- _The exercise_: Write out the listing below again, precisely as it is given.

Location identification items
## Start

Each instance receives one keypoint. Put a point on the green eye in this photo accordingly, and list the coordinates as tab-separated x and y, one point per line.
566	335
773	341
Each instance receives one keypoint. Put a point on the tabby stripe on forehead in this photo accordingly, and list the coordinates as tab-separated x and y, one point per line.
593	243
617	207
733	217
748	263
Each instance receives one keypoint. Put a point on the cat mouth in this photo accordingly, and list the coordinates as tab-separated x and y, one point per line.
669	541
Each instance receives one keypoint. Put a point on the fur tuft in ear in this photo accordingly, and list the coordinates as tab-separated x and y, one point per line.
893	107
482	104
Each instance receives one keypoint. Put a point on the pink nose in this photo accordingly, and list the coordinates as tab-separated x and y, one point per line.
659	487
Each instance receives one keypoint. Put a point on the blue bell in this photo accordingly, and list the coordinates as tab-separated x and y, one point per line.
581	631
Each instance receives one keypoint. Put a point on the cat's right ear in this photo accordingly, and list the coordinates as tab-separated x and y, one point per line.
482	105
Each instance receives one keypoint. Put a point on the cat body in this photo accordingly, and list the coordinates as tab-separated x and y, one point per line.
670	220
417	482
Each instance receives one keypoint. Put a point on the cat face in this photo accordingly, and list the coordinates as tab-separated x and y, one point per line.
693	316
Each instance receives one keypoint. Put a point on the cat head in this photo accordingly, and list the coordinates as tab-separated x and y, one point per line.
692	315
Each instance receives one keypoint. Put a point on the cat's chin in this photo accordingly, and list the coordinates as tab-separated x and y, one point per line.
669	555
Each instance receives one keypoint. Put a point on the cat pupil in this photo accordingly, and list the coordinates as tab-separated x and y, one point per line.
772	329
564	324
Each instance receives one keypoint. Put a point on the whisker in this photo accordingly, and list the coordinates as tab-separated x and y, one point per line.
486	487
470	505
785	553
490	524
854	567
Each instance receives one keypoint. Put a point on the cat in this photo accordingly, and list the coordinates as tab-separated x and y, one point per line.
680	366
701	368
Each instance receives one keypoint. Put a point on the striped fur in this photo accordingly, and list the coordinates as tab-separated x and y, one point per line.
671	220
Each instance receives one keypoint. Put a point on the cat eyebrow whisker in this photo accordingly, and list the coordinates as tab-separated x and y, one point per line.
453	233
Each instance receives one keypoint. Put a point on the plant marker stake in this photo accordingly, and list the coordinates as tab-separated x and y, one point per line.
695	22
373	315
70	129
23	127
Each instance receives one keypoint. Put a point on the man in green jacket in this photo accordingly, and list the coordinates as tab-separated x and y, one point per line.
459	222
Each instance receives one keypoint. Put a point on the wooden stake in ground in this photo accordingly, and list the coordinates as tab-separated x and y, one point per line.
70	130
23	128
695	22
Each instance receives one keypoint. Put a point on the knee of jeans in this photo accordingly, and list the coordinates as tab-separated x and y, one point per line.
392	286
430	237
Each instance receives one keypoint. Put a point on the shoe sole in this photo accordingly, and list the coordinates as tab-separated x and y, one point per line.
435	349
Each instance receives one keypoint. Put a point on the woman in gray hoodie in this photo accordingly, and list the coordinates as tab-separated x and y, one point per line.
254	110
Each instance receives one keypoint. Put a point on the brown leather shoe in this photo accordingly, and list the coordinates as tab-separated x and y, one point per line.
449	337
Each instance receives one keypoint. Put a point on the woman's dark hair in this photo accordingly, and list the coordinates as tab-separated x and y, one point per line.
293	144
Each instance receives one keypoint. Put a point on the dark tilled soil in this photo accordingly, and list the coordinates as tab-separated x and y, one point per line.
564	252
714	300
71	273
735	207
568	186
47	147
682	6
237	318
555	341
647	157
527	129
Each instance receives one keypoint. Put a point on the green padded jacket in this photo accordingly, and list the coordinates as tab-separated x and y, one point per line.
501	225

## End

- _Task answer_:
Each instance receives one keypoint. Put a point on the green eye in this photo accordingly, and list the coordinates as tab-separated x and y, one point per line.
566	335
773	341
Each instance receives one keypoint. Put a point on the tabby stripe on forehead in this photo accordingly, and list the coordinates as tab-separated x and y, one point per line.
593	243
617	207
733	217
748	263
Each instance receives one keypoint. Put a point on the cat mouth in this photo accordingly, and list the coordinates as tab-separated x and y, one point per line.
669	541
Each instance receives one keypoint. Put a point on the fur tuft in ear in this photo accordingly, and list the coordinates as tab-separated x and y, one point per line.
893	107
482	104
Each instance receives one keypoint. Put a point on the pink nose in this photo accordingly, and list the coordinates as tab-separated x and y, one point per line.
659	487
Each instance receives one keypoint. Put a point on the blue bell in this photo accordingly, and list the coordinates as tab-separated x and y, one point per line.
581	631
Each instance receives one keypoint. Put a point on the cat's right ear in this photo accordingly, and list the coordinates as tab-separated x and y, one point per line.
482	105
Each instance receives one keypoint. Put a point on the cat body in this photo accordingly, and list the coordinates as tab-separated x and y, one point per line.
670	220
417	482
Each instance receives one keypoint. Put a point on the cat face in this photo accordingly, and list the coordinates as tab-separated x and y, one point per line.
693	316
Each instance receives one keypoint. Put a point on the cat head in this photo accordingly, and list the coordinates as tab-separated x and y, one point per line.
692	315
Each instance receives one keypoint. Put a point on the cat's chin in this photo accordingly, and list the coordinates as tab-separated x and y, one point per line.
669	555
Each instance receives one keypoint. Put a point on the cat pupil in this photo accordingly, and list the coordinates as tab-separated x and y, one point per line.
772	329
564	324
Each instance receives one keypoint. Put a point on the whisker in this photo accordingly, and list the coordinates as tab-separated x and y, one point per line.
486	487
470	505
785	553
490	524
854	567
Each instance receives one keypoint. Put a point on the cat in this photo accordingly, and list the coordinates as tab-separated x and y, one point per line.
680	366
701	368
Each instance receives one keypoint. Put a point on the striped fur in this photo accordingly, and list the coordinates as tab-separated x and y, one point per line.
671	220
Each instance receives one keypoint. Put a point on the cat eyebrow whisker in this photo accordingly, and list the coordinates as tab-separated x and y, one point per line.
453	233
Each instance receives one keypoint. Put a point on the plant marker stake in this photo accordingly, and list the coordinates as tab-separated x and y, one point per line.
695	22
373	315
70	129
23	127
Each instance receives one keypoint. Put a point on the man in green jacket in this photo accordingly, and list the coordinates as tab-separated x and y, one point per line.
459	222
Each instance receives one keypoint. Put a point on the wooden stake in ground in this photo accordingly, and list the coordinates as tab-separated x and y, one point per line.
70	130
23	128
695	22
Each instance receives one keypoint. Put a point on the knee of jeans in this photo accordingly, and list the coordinates as tab-separated x and y, one point per line.
392	286
430	237
Each instance receives one keypoint. Put a point on the shoe sole in this photo accordingly, and list the coordinates as tab-separated x and y, one point per line.
435	349
Each instance receives one keypoint. Put a point on the woman in gray hoodie in this photo accordingly, and list the coordinates as tab-separated x and y, one point per line.
254	110
Each instance receives one keypoint. Put a point on the brown leather shoe in this photo accordingly, and list the coordinates as tab-separated x and y, one point per line.
449	337
Each instance receives one keypoint. Put a point on the woman's dark hair in this photo accordingly, and list the coordinates as tab-separated x and y, one point per line.
293	144
Each instance receives one keypoint. Put a point on the dark tilled soil in this photo accordingly, and list the coordinates as tab-separated x and y, one point per line.
564	252
714	300
71	273
735	207
568	186
47	147
682	6
237	318
555	341
647	157
527	129
Each instance receives one keypoint. Put a point on the green padded jacket in this photo accordingly, and list the coordinates as tab-separated x and y, one point per line.
501	225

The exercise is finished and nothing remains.